Di seguito la versione testuale. Scarica la versione opuscolo Grido_Delle_Ninfee_8
N°8-MAGGIO 2008
In questo numero: SPECIE IN VIA D’ESTINZIONE nel Delta del Po
Giorno dopo giorno ci rendiamo sempre più conto di quanto il lato più spietato dell’azione antropica, manifestato attraverso il delirante progresso industriale e l’onnipresente scalata economica, vada di pari passo con la rovina di tutto ciò che ci circonda che non siano freddi blocchi di cemento e ferro. In altre parole, CI STIAMO SCAVANDO LA FOSSA. E questa tomba ospita già un’infinità di specie animali e vegetali. La possiamo decorare e abbellire quanto vogliamo, magari contornandola di fiori di plastica, possiamo convincerci che sia qualcos’altro, ma tomba rimane.
Al suo interno, la morte. Fuori, chi cammina ai suoi bordi sperando di non cadervi.
Ci occuperemo di seguito del degradante ruolo di discarica assegnato al fiume Po (e pertanto della situazione dell’area del Delta) da una società che s’illude di poter stuprare il pianeta all’infinito, senza che il frutto dei semi che ha sparso le si ritorca contro, rimandando in continuazione un eventuale “cambio di rotta” che possa metter freno alle ripercussioni che questo ritardo produce: sfruttamento, inquinamento, estinzione.
Gruppo di Studio Contro Ogni Nocività
Un fiume in agonia!

= = = =

=== Consegna 1 ===
Elenca le ripercussioni che il testo sul Delta del Po attribuisce al continuo rinvio di un cambio di rotta.
=== Consegna 2 ===
Nel testo sul Delta del Po, riscrivi tutto da "Al suo interno, la" giù fino a "fiume in agonia!", sostituendo "discarica" con "pattumiera".
Il materiale che segue non serve per lo svolgimento.

Record estratti:
= = = =

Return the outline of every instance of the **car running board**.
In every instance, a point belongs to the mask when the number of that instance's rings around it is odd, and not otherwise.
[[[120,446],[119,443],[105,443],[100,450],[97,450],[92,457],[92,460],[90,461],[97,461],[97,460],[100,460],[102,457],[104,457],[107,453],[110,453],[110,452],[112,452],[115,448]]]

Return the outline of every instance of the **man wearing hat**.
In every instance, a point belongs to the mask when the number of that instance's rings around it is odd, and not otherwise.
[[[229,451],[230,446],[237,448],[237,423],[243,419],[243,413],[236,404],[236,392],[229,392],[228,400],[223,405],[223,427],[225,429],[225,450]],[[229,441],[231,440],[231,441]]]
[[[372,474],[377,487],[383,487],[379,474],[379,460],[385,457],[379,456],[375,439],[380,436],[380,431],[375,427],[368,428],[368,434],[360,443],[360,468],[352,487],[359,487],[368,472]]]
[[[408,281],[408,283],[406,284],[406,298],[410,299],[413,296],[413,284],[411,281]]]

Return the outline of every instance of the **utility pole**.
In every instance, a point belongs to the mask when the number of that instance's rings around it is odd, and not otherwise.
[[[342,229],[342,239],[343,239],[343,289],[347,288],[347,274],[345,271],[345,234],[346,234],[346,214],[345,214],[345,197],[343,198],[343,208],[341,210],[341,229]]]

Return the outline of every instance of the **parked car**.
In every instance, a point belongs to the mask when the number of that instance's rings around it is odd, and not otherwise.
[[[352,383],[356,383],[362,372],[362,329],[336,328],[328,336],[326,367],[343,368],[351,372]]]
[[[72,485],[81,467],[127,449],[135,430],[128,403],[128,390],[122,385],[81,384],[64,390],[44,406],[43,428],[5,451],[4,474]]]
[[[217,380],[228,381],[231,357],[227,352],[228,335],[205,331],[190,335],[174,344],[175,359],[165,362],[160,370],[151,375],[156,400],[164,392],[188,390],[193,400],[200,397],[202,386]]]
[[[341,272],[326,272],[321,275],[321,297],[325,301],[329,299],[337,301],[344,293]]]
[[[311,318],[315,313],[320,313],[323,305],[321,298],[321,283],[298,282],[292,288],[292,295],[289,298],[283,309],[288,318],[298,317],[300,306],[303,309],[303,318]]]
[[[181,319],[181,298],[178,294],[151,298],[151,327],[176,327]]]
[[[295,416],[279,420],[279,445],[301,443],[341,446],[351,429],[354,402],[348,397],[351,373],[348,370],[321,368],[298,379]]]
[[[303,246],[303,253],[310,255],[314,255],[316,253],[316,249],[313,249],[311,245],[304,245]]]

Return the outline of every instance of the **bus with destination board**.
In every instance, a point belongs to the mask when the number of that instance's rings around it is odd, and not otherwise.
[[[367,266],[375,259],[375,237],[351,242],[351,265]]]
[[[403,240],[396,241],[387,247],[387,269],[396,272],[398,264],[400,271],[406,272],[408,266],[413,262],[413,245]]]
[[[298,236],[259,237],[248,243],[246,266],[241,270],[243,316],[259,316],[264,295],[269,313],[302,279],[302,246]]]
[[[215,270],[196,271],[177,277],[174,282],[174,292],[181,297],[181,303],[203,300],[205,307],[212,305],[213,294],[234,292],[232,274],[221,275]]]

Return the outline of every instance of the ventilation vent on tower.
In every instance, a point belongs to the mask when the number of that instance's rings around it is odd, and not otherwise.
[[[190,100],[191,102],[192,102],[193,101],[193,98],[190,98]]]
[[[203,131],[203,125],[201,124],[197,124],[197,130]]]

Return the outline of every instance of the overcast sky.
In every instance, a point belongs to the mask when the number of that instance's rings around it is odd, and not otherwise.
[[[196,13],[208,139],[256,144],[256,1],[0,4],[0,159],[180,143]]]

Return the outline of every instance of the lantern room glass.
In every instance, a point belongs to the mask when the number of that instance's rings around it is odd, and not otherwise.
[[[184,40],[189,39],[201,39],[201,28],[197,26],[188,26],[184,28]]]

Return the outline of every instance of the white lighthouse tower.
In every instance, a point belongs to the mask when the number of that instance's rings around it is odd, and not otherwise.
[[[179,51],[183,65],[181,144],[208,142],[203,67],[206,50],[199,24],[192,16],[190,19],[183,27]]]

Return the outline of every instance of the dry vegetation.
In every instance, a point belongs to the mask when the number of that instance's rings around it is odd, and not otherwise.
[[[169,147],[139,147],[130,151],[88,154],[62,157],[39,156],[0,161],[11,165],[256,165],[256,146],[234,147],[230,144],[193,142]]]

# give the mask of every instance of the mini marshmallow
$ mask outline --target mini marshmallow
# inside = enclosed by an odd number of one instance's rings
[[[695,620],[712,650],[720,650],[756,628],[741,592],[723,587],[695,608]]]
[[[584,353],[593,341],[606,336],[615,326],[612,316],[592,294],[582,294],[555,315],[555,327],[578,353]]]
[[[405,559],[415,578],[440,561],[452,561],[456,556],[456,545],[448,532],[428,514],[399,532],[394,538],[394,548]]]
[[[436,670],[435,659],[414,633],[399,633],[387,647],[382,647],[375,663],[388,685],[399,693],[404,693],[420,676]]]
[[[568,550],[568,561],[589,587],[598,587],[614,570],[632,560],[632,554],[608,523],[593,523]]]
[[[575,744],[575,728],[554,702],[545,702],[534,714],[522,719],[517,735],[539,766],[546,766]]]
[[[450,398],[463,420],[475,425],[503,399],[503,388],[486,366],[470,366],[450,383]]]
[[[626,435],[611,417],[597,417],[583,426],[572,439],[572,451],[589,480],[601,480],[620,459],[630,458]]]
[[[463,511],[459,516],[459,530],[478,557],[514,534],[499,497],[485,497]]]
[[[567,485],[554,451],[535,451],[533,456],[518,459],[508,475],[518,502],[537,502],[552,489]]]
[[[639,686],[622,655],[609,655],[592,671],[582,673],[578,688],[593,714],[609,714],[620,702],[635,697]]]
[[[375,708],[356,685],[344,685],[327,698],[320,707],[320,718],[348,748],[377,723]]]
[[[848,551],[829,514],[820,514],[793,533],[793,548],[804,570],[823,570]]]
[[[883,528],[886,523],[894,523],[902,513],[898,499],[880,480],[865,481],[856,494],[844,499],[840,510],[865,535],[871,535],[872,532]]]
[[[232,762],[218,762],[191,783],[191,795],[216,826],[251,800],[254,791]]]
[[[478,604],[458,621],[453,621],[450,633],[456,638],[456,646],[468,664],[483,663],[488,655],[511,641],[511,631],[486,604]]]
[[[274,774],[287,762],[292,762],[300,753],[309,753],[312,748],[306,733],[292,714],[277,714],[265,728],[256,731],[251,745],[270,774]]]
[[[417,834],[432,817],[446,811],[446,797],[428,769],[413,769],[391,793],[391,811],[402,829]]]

= = = =

=== Risposta completa 1 ===
Sfruttamento, inquinamento, estinzione.

=== Risposta completa 2 ===
Al suo interno, la morte. Fuori, chi cammina ai suoi bordi sperando di non cadervi.
Ci occuperemo di seguito del degradante ruolo di pattumiera assegnato al fiume Po (e pertanto della situazione dell’area del Delta) da una società che s’illude di poter stuprare il pianeta all’infinito, senza che il frutto dei semi che ha sparso le si ritorca contro, rimandando in continuazione un eventuale “cambio di rotta” che possa metter freno alle ripercussioni che questo ritardo produce: sfruttamento, inquinamento, estinzione.
Gruppo di Studio Contro Ogni Nocività
Un fiume in agonia!